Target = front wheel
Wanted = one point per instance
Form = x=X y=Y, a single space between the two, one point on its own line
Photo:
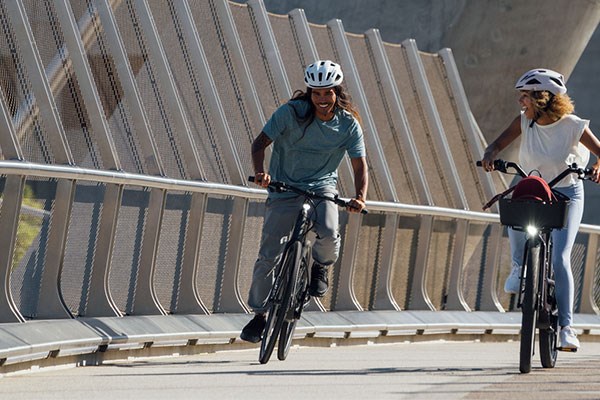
x=280 y=301
x=529 y=308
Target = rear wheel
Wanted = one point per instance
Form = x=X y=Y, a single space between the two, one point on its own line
x=299 y=297
x=279 y=303
x=549 y=335
x=529 y=308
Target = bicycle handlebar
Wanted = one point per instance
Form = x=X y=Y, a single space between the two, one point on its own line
x=284 y=187
x=502 y=166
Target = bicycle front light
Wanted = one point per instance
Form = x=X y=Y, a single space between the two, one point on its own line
x=531 y=230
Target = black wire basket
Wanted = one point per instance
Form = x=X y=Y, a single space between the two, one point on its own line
x=520 y=213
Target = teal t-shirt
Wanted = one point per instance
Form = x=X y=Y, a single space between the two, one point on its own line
x=308 y=156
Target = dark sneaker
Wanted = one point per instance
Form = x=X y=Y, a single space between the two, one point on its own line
x=252 y=332
x=319 y=282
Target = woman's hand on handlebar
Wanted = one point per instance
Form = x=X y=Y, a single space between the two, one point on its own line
x=262 y=179
x=356 y=205
x=596 y=172
x=487 y=162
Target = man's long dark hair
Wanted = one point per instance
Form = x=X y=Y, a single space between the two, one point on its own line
x=343 y=101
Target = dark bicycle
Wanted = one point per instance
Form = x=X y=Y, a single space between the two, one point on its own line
x=536 y=296
x=289 y=293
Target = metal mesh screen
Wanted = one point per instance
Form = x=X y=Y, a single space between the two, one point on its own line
x=159 y=116
x=365 y=278
x=380 y=112
x=227 y=79
x=193 y=93
x=30 y=248
x=167 y=274
x=290 y=50
x=407 y=236
x=125 y=263
x=16 y=88
x=473 y=262
x=578 y=258
x=255 y=53
x=455 y=133
x=441 y=247
x=417 y=122
x=65 y=87
x=252 y=238
x=596 y=282
x=118 y=116
x=81 y=246
x=213 y=248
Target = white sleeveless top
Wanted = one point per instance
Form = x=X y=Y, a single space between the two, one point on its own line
x=550 y=148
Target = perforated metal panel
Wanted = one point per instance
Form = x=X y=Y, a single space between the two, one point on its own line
x=418 y=123
x=16 y=89
x=65 y=86
x=81 y=246
x=192 y=91
x=159 y=116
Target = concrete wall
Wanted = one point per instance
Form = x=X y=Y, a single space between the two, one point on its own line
x=493 y=43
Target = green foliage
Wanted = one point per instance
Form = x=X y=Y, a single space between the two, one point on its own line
x=29 y=226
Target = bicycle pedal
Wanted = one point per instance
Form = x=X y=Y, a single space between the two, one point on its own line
x=567 y=349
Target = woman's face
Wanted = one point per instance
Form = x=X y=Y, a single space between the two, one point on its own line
x=324 y=102
x=526 y=103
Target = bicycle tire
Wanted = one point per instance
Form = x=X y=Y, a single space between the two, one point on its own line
x=549 y=335
x=280 y=303
x=299 y=294
x=529 y=308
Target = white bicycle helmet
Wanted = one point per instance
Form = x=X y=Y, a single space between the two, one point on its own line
x=323 y=74
x=542 y=79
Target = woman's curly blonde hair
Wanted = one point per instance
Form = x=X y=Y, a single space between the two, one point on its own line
x=555 y=106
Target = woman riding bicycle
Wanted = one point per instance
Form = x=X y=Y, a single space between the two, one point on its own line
x=552 y=137
x=310 y=134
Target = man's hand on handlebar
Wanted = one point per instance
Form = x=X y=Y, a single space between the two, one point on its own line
x=262 y=179
x=356 y=205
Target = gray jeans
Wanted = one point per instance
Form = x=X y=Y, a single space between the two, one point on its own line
x=280 y=216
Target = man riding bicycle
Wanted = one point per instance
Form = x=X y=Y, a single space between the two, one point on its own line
x=310 y=134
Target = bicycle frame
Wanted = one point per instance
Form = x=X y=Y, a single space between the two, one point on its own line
x=536 y=296
x=289 y=292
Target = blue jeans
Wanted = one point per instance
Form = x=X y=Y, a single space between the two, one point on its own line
x=563 y=240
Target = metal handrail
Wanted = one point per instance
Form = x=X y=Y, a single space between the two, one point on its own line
x=161 y=182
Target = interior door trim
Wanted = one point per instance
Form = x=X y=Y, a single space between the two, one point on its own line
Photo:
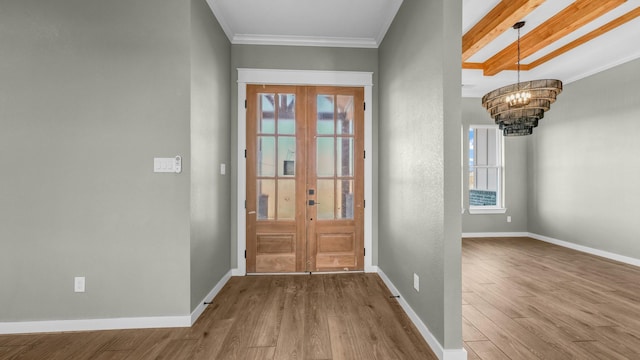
x=309 y=78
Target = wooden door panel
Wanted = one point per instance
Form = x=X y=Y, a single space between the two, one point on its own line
x=310 y=139
x=336 y=167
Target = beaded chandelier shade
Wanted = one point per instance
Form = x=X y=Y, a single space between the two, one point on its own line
x=518 y=107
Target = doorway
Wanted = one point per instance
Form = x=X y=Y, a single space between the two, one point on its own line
x=305 y=178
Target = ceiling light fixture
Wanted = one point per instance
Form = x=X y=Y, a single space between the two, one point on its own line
x=518 y=107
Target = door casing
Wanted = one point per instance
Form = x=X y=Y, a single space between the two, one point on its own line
x=310 y=78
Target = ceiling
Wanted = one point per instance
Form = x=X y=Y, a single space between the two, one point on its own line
x=562 y=39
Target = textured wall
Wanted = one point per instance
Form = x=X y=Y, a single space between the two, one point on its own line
x=91 y=92
x=584 y=164
x=419 y=165
x=210 y=147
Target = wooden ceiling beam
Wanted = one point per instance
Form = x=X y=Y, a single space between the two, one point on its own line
x=480 y=66
x=588 y=37
x=500 y=19
x=571 y=18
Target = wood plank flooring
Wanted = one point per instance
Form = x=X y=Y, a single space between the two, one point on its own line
x=321 y=317
x=526 y=299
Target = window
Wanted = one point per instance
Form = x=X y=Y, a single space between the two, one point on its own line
x=486 y=170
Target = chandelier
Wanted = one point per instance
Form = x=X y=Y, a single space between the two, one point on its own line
x=518 y=107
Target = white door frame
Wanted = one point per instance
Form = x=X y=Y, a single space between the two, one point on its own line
x=308 y=78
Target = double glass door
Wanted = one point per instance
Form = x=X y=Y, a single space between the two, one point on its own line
x=305 y=173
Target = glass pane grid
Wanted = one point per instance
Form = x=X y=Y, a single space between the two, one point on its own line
x=276 y=155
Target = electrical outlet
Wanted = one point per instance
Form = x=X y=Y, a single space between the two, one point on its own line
x=78 y=284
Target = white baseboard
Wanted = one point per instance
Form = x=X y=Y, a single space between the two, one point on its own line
x=31 y=327
x=501 y=234
x=566 y=244
x=216 y=289
x=26 y=327
x=441 y=353
x=588 y=250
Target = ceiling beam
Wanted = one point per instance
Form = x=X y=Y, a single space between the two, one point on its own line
x=588 y=37
x=480 y=66
x=571 y=18
x=500 y=19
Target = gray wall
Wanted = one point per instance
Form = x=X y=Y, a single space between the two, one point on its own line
x=515 y=149
x=584 y=164
x=419 y=162
x=210 y=147
x=299 y=58
x=91 y=92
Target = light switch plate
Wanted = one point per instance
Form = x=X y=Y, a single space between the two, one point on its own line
x=78 y=284
x=168 y=165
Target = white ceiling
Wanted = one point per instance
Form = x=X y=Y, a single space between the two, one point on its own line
x=344 y=23
x=363 y=23
x=615 y=47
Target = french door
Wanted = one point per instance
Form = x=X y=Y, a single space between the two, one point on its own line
x=305 y=179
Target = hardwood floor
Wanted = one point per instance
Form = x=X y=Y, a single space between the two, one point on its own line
x=526 y=299
x=345 y=316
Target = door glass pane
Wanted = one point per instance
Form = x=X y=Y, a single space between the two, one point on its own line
x=325 y=107
x=266 y=116
x=345 y=114
x=266 y=159
x=325 y=199
x=287 y=114
x=325 y=157
x=286 y=155
x=266 y=191
x=345 y=156
x=345 y=199
x=286 y=199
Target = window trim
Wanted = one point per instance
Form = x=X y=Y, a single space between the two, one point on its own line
x=500 y=208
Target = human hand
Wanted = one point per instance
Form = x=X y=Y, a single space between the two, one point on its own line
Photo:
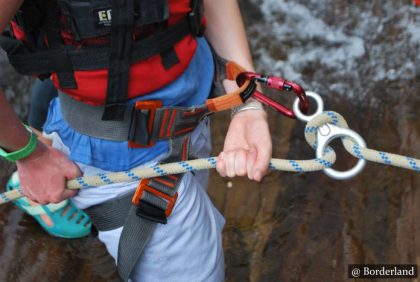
x=43 y=175
x=247 y=149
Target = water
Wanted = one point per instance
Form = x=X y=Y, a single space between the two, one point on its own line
x=363 y=58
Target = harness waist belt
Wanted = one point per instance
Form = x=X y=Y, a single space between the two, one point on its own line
x=143 y=124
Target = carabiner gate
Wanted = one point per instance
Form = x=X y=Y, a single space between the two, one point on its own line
x=279 y=84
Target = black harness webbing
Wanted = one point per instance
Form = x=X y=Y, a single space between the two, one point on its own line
x=167 y=122
x=139 y=221
x=119 y=59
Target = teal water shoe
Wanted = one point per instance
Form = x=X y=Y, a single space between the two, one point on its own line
x=67 y=220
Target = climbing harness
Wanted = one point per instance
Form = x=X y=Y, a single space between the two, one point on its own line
x=91 y=55
x=156 y=194
x=321 y=128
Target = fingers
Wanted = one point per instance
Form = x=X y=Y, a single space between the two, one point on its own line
x=260 y=167
x=244 y=162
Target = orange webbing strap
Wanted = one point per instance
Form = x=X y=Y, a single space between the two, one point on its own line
x=231 y=99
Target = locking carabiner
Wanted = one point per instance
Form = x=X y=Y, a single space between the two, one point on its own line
x=279 y=84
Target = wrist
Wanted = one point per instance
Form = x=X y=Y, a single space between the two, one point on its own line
x=23 y=152
x=250 y=105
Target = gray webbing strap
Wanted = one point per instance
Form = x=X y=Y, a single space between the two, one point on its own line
x=86 y=119
x=169 y=122
x=111 y=214
x=136 y=234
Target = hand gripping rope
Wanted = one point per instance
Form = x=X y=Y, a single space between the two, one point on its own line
x=321 y=128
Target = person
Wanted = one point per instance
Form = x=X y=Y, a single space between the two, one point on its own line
x=63 y=219
x=189 y=246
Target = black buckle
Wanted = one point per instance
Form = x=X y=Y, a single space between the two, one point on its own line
x=138 y=133
x=148 y=210
x=195 y=16
x=142 y=120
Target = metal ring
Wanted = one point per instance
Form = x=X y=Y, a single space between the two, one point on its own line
x=319 y=103
x=325 y=136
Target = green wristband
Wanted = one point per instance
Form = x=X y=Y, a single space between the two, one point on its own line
x=24 y=152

○ ○ ○

EXERCISE INSTRUCTIONS ::
Render the listing as a numbered list, from its first line up to and including the line with "x=289 y=293". Skip any blank lines and leave out the pictures.

WRITTEN SOLUTION ::
1. Target = front wheel
2. Wanted = one point per instance
3. Form = x=X y=Y, a single space between the two, one point on its own line
4. Photo:
5. x=280 y=301
6. x=529 y=308
7. Target = rear wheel
8. Wanted = one point per instance
9. Form = x=X y=Y, a single space between the two, one point on its own line
10. x=299 y=297
11. x=279 y=303
12. x=549 y=335
13. x=529 y=308
14. Target = bicycle handlebar
15. Wanted = one point per instance
16. Form = x=X y=Y, a single space between the two, one point on its own line
17. x=284 y=187
18. x=502 y=166
19. Target = bicycle front light
20. Wanted = one point per instance
21. Form = x=X y=Y, a single space between the two, one point on its own line
22. x=531 y=230
23. Target = black wire basket
24. Wanted = one point per instance
25. Form = x=X y=Y, a single space between the two, one point on its own line
26. x=520 y=213
27. Target = teal t-shirt
28. Wanted = one point per instance
29. Form = x=X y=Y, a single space between the two, one point on its own line
30. x=308 y=156
31. Target = dark sneaker
32. Wanted = one point per instance
33. Form = x=X y=Y, a single space between the two, one point on its own line
34. x=252 y=332
35. x=319 y=282
36. Target = woman's hand on handlebar
37. Wanted = one point per instance
38. Form = x=X y=Y, a single space between the two, one point on its own line
39. x=262 y=179
40. x=356 y=205
41. x=596 y=172
42. x=487 y=162
43. Target = man's long dark hair
44. Wanted = one point per instance
45. Form = x=X y=Y, a single space between the two, one point on its own line
46. x=343 y=101
47. Target = dark bicycle
48. Wanted = one point per instance
49. Form = x=X y=Y, a single space between the two, one point on its own line
50. x=536 y=296
51. x=289 y=293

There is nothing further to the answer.